__DATA__.
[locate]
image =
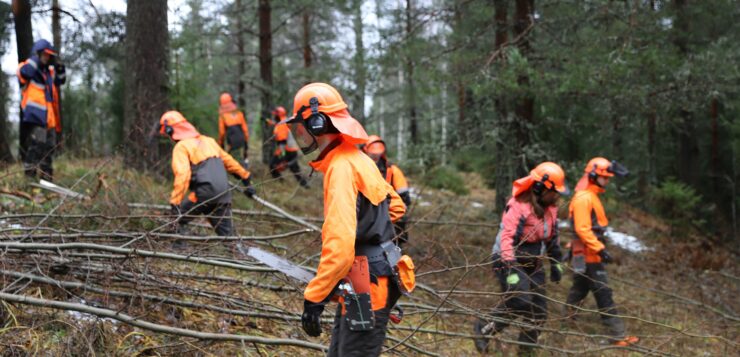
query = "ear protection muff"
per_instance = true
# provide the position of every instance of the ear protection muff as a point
(168, 129)
(592, 176)
(539, 186)
(316, 124)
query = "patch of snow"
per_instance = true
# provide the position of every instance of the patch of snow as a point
(85, 317)
(414, 193)
(625, 241)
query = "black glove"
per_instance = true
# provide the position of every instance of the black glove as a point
(248, 188)
(556, 272)
(311, 318)
(175, 210)
(605, 257)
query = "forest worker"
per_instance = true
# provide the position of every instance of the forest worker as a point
(356, 237)
(529, 227)
(588, 252)
(233, 128)
(39, 77)
(286, 150)
(375, 148)
(200, 165)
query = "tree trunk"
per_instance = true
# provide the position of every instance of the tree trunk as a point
(147, 41)
(5, 154)
(307, 55)
(503, 178)
(265, 58)
(714, 151)
(242, 65)
(24, 44)
(688, 147)
(56, 31)
(358, 109)
(525, 103)
(410, 86)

__EXERCISE DESCRIPTION__. Starting from the line that contains "# provide the position of every instance of the forest", transcribe each line to the end of the records above. Please add nothing.

__ANSWER BOX__.
# provide the position of every instance of the forest worker as a point
(356, 237)
(529, 227)
(588, 252)
(233, 128)
(39, 77)
(286, 150)
(375, 148)
(200, 165)
query = "tree trunk"
per_instance = true
# provide the position of every instance of the tree trunk as a point
(147, 41)
(5, 154)
(307, 55)
(503, 178)
(265, 58)
(714, 151)
(242, 65)
(24, 44)
(688, 147)
(56, 31)
(358, 109)
(525, 103)
(410, 86)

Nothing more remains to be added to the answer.